Quoted text ::
################

Attending the 2021 Annual Russia Seminar organised by the Finland National Defence University 26 January and 2 February. The seminar discusses Russian military policy and the research development in that field.
Niklas Nilsson, Björn Palmertz, Per Thunholm and my forthcoming book on “Hybrid Warfare: Security and Asymmetric Conflict in International Relations” is now available for pre-order for £17.99. Delivery in April. It will also be available free on-line.
Hybrid Warfare refers to a military strategy that blends conventional warfare, so-called ‘irregular warfare’ and cyber-attacks with other influencing methods, such as fake news, diplomacy and foreign political intervention. As Hybrid Warfare becomes increasingly commonplace, there is an imminent need for research bringing attention to how these challenges can be addressed in order to develop a comprehensive approach towards Hybrid Threats and Hybrid Warfare. This volume supports the development of such an approach by bringing together practitioners and scholarly perspectives on the topic and by covering the threats themselves, as well as the tools and means to counter them, together with a number of real-world case studies.

################

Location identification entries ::
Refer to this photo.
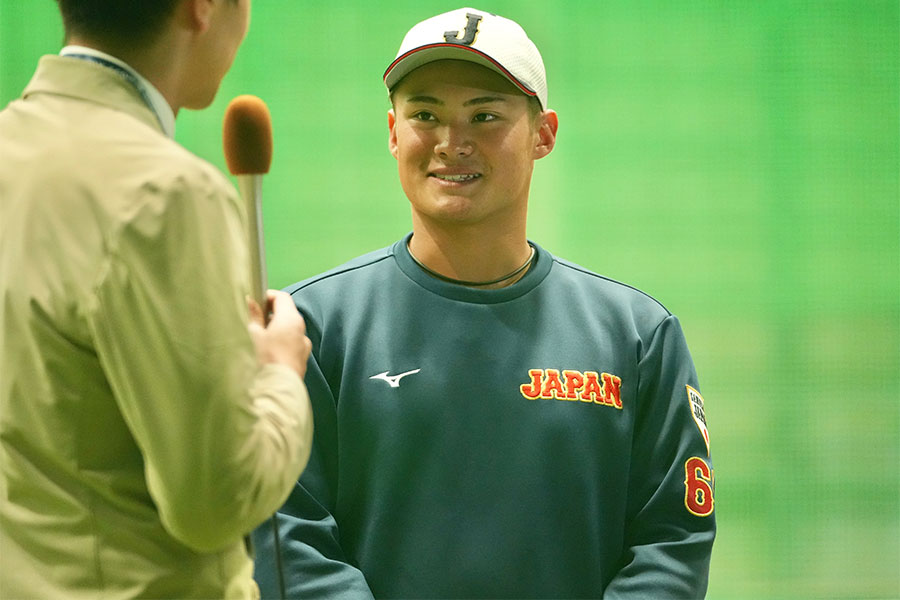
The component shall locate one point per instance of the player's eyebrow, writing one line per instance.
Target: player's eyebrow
(423, 99)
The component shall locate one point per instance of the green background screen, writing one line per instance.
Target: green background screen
(737, 160)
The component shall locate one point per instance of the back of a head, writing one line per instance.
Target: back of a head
(115, 23)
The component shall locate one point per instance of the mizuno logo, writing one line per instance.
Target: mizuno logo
(394, 380)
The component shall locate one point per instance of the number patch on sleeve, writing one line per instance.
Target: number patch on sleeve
(698, 487)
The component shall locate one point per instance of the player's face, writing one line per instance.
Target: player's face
(465, 140)
(228, 22)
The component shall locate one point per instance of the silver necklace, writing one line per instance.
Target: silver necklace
(524, 266)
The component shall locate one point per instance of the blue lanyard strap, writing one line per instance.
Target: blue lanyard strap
(127, 76)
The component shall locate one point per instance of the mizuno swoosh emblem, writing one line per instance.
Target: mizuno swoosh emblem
(394, 380)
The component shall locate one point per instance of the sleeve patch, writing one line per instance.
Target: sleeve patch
(699, 415)
(698, 487)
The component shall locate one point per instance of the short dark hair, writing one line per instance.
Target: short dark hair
(116, 22)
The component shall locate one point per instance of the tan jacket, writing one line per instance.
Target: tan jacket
(139, 440)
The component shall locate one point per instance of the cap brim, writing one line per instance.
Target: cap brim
(415, 58)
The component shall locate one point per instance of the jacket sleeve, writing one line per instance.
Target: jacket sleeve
(222, 439)
(309, 552)
(670, 521)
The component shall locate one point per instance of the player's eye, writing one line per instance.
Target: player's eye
(484, 117)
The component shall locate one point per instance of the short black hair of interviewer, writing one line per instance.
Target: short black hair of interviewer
(115, 22)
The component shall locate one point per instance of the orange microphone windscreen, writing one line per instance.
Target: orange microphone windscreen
(247, 136)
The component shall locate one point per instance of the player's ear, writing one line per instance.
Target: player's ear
(545, 134)
(196, 14)
(392, 137)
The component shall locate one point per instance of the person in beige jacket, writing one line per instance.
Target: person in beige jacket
(147, 421)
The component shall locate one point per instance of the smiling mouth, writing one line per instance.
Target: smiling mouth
(457, 178)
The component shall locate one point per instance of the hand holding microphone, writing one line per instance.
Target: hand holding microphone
(248, 152)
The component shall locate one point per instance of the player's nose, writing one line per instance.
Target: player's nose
(453, 142)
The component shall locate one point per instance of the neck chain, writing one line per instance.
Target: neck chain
(524, 266)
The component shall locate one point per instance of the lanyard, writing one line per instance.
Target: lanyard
(127, 76)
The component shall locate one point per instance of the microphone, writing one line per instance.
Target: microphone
(247, 138)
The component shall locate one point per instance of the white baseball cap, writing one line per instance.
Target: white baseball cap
(476, 36)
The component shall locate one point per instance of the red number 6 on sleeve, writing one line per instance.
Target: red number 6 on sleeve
(698, 487)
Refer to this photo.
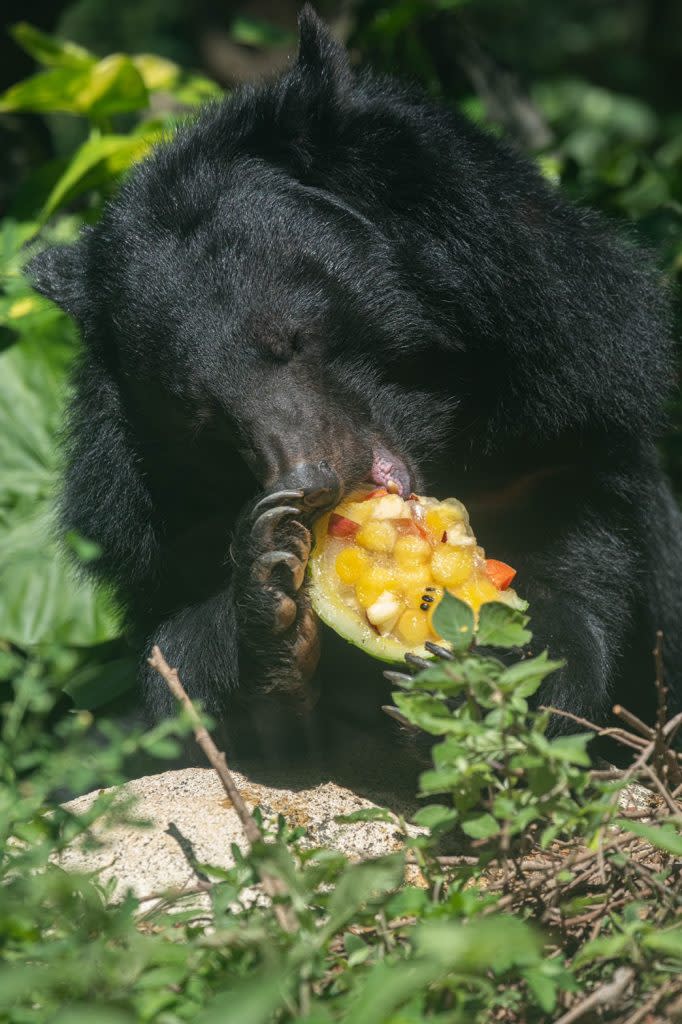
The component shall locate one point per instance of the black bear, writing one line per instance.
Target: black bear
(328, 274)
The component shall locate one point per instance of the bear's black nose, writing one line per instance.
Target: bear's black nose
(320, 483)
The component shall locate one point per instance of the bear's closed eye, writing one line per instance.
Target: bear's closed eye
(282, 346)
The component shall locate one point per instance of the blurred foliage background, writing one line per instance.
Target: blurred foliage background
(591, 88)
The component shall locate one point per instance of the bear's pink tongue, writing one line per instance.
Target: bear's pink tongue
(390, 472)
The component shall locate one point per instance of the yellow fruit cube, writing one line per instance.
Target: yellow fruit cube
(377, 535)
(373, 583)
(451, 566)
(440, 518)
(477, 591)
(350, 563)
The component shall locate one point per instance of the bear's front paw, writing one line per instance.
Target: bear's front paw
(275, 616)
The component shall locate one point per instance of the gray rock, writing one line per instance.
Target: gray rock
(192, 822)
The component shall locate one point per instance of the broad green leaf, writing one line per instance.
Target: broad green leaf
(668, 942)
(454, 621)
(50, 50)
(47, 92)
(435, 816)
(111, 86)
(366, 814)
(572, 749)
(100, 682)
(500, 626)
(524, 677)
(250, 1000)
(492, 944)
(114, 154)
(255, 32)
(387, 986)
(667, 838)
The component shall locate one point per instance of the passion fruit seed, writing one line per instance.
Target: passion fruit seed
(412, 550)
(350, 564)
(451, 566)
(377, 535)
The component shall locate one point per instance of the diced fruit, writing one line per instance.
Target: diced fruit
(350, 564)
(414, 627)
(389, 507)
(372, 583)
(377, 535)
(451, 566)
(412, 550)
(458, 537)
(477, 592)
(381, 565)
(339, 525)
(385, 611)
(500, 573)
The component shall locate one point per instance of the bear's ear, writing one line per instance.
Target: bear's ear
(318, 52)
(57, 273)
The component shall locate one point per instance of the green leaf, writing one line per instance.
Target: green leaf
(255, 32)
(500, 626)
(366, 814)
(524, 677)
(113, 85)
(114, 154)
(454, 621)
(50, 50)
(42, 599)
(492, 944)
(360, 883)
(668, 942)
(480, 826)
(667, 838)
(46, 92)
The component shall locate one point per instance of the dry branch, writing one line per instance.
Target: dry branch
(273, 887)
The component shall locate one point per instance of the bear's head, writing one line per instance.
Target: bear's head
(250, 284)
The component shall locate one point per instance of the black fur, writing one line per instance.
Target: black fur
(330, 262)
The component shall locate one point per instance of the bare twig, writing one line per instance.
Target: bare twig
(273, 887)
(603, 995)
(634, 722)
(628, 738)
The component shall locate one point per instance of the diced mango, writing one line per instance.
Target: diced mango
(451, 566)
(412, 550)
(414, 626)
(438, 519)
(384, 611)
(350, 563)
(377, 535)
(372, 584)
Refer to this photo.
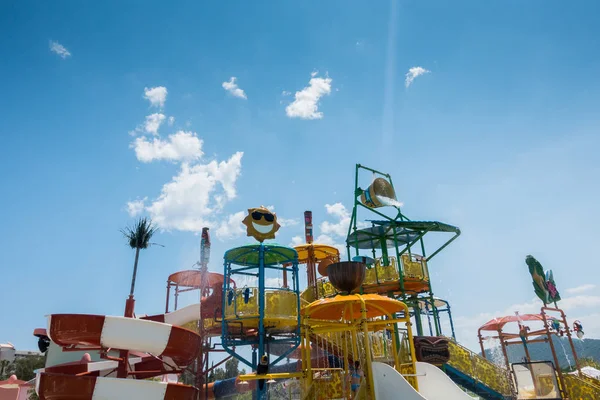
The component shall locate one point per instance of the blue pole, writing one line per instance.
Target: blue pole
(261, 311)
(428, 317)
(451, 323)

################

Work to complete ::
In one to three sentences, explain why the post says there is an imminent need for research on hybrid warfare. Base your answers on the post alone.

Solution to the problem ::
The post says the need exists because hybrid warfare is becoming increasingly commonplace. Research is needed to show how its challenges can be addressed, so that a comprehensive approach to hybrid threats and hybrid warfare can be developed.